■ Aim of the task ■
Edit the stretch from "Target: manicured grass" through "80 L 120 80" by replacing "manicured grass" with "mowed lawn", leaving everything else as it is.

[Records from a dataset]
========
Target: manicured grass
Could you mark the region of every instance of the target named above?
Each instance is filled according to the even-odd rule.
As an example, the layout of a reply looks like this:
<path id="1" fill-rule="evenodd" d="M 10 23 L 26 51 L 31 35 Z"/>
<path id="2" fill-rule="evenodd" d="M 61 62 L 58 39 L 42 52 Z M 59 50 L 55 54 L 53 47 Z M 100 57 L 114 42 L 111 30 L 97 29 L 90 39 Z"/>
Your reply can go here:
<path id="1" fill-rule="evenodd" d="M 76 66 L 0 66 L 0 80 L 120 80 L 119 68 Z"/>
========
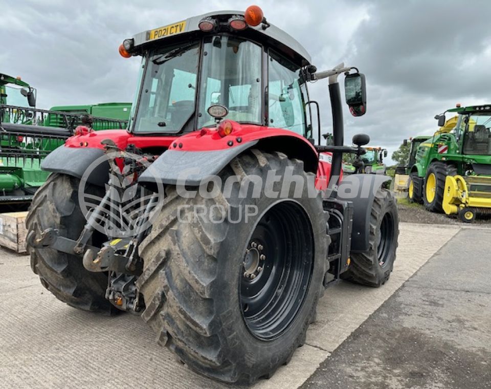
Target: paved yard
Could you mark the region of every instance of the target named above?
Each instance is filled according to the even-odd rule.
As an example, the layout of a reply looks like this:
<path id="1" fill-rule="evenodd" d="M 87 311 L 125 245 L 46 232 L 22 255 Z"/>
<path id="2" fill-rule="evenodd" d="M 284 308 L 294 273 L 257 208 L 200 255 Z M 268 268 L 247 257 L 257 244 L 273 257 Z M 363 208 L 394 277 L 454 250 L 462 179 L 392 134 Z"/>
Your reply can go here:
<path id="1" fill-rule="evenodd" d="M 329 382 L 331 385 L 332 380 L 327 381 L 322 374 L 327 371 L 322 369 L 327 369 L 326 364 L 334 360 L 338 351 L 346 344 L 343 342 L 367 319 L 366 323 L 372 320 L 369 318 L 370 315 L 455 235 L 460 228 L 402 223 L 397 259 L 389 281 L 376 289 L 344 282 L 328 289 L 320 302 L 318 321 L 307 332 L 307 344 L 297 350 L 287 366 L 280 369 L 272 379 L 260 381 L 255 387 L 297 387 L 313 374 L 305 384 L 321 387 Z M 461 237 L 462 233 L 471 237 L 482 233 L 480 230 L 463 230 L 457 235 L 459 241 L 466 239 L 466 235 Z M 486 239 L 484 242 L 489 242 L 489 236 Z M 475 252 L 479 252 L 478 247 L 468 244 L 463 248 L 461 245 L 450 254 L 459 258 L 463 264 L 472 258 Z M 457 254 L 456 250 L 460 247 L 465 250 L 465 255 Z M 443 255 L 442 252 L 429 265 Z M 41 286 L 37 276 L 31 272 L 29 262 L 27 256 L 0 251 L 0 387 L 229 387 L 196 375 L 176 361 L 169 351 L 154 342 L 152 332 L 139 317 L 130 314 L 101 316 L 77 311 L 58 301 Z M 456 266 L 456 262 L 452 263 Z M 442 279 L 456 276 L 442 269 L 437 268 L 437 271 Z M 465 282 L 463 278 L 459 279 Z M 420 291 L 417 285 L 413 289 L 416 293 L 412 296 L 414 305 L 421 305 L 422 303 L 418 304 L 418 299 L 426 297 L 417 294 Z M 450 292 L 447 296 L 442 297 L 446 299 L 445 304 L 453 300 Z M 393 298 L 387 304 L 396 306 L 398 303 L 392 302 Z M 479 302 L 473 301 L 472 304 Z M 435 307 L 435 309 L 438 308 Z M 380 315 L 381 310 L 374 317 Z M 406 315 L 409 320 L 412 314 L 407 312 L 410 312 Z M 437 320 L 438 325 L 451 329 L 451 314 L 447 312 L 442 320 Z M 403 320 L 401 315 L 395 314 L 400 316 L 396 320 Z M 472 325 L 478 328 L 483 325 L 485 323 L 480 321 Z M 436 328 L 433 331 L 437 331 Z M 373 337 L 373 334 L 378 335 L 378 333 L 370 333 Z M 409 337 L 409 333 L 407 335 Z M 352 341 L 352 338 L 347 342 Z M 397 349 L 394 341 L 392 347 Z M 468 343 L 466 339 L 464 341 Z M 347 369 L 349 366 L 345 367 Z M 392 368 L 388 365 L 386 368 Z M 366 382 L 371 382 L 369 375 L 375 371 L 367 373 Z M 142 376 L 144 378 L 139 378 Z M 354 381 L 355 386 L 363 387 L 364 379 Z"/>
========
■ Exercise result ■
Target: mowed lawn
Could you mark the region of every instance of the target named above?
Each instance is filled according to the even-odd rule.
As an example, the layout of a reply looks like this:
<path id="1" fill-rule="evenodd" d="M 10 23 L 26 51 L 31 35 Z"/>
<path id="2" fill-rule="evenodd" d="M 61 62 L 58 39 L 42 52 Z M 59 50 L 55 54 L 53 47 Z M 100 57 L 114 42 L 111 30 L 97 29 L 90 39 Z"/>
Your reply can go here:
<path id="1" fill-rule="evenodd" d="M 76 66 L 0 66 L 0 80 L 120 80 L 119 68 Z"/>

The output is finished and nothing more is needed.